> [Fragmento seleccionado]:

+++

De ahí que me gustaría centrar este primer Sentir con la Iglesia,
de la mano de san Óscar, como acción de gracias, o sea gratitud por
tanto bien recibido, no merecido. Romero pudo sintonizar y aprender a
vivir la Iglesia porque amaba entrañablemente a quien lo había
engendrado en la fe. Sin este amor de entrañas será muy difícil
comprender su historia y su conversión, ya que fue este único amor el
que lo guio hasta la entrega martirial; ese amor que nace de acoger un
don totalmente gratuito, que no nos pertenece y que nos libera de toda
pretensión y tentación de creernos sus propietarios o únicos
intérpretes. No hemos inventado la Iglesia, ella no nace con nosotros y
seguirá sin nosotros. Tal actitud, lejos de abandonarnos a la desidia,
despierta una insondable e inimaginable gratitud que lo nutre todo. El
martirio no es sinónimo de pusilanimidad o de la actitud de alguien que
no ama la vida y no sabe reconocer el valor que tiene. Al contrario, el
mártir es aquel que es capaz de darle carne y hacer vida esta acción de
gracias.
Romero sintió con la Iglesia porque, en primer lugar, amó a la
Iglesia y como madre que lo engendró en la fe y se sintió miembro y
parte de ella.
2. Un amor con sabor a pueblo
Este amor, adhesión y gratitud, lo llevó a abrazar con pasión, pero
también con dedicación y estudio, todo el aporte y renovación
magisterial que el Concilio Vaticano II
proponía. Allí encontraba la mano segura en el seguimiento de Cristo.
No fue ideólogo ni ideológico; su actuar nació de una compenetración con
los documentos conciliares. Iluminado desde este horizonte eclesial,
sentir con la Iglesia es para Romero contemplarla como Pueblo de Dios.
Porque el Señor no quiso salvarnos aisladamente sin conexión, sino que
quiso constituir un pueblo que lo confesara en la verdad y lo sirviera
santamente (cf. Const. dogm. Lumen gentium, 9). Todo un Pueblo que posee, custodia y celebra la «unción del Santo» (ibíd., 12) y ante el cual Romero se ponía a la escucha para no rechazar la inspiración (cf. S. Óscar Romero, Homilía,
16 julio 1978). Así nos muestra que el pastor, para buscar y
encontrarse con el Señor, debe aprender y escuchar los latidos de su
pueblo, percibir “el olor” de los hombres y mujeres de hoy hasta quedar
impregnado de sus alegrías y esperanzas, de sus tristezas y angustias
(cf. Const. past. Gaudium et spes, 1) y así escudriñar la Palabra de Dios (cf. Const. dogm. Dei Verbum, 13). Escucha del pueblo que le fue confiado, hasta respirar y descubrir a través de él la voluntad de Dios que nos llama (cf. Discurso durante el encuentro para la familia,
4 octubre 2014). Sin dicotomías o falsos antagonismos, porque solo el
amor de Dios es capaz de integrar todos nuestros amores en un mismo
sentir y mirar.

+++

> [Ejercicios]:
[1] Según el fragmento sobre san Óscar Romero, ¿cómo contemplaba Romero a la Iglesia?
[2] Copia el pasaje del fragmento sobre san Óscar Romero que empieza en "Romero sintió con" y termina en "seguimiento de Cristo.".

+++

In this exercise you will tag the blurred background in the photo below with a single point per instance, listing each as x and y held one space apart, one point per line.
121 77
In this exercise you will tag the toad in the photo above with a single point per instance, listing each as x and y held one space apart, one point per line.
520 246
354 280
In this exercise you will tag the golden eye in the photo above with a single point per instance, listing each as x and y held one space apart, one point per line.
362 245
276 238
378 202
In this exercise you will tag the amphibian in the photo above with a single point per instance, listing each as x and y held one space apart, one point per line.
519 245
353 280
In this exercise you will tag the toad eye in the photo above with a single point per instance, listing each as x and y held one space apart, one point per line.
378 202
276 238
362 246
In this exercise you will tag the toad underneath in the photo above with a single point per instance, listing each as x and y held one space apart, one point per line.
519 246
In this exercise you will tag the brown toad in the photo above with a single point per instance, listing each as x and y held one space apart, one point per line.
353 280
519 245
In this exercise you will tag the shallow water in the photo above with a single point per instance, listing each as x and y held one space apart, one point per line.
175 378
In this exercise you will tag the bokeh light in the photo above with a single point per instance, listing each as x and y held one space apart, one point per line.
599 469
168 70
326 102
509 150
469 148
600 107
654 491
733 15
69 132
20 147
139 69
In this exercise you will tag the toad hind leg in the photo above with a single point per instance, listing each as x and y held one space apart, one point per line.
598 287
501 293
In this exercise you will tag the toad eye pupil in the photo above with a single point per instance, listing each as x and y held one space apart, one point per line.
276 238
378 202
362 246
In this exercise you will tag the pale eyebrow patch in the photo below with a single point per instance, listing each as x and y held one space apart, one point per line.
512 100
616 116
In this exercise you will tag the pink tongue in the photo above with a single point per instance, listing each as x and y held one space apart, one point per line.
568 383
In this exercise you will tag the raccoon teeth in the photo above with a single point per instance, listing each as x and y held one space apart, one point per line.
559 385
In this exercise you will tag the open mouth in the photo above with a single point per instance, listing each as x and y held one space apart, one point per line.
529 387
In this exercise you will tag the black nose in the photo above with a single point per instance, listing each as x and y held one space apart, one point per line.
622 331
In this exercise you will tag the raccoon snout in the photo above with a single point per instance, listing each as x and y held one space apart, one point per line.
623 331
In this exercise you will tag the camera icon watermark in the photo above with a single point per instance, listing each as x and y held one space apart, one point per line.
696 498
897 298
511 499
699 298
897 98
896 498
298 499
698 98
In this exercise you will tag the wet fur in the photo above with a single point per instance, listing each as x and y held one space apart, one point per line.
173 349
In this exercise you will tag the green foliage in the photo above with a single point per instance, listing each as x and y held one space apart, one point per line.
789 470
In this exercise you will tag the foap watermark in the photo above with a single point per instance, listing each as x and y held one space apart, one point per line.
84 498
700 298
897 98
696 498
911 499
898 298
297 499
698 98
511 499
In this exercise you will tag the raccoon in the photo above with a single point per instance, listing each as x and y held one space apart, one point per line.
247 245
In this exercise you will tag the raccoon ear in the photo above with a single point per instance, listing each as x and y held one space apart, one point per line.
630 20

+++

> [Soluciones]:
[1] Como Pueblo de Dios.

[2]
Romero sintió con la Iglesia porque, en primer lugar, amó a la
Iglesia y como madre que lo engendró en la fe y se sintió miembro y
parte de ella.
2. Un amor con sabor a pueblo
Este amor, adhesión y gratitud, lo llevó a abrazar con pasión, pero
también con dedicación y estudio, todo el aporte y renovación
magisterial que el Concilio Vaticano II
proponía. Allí encontraba la mano segura en el seguimiento de Cristo.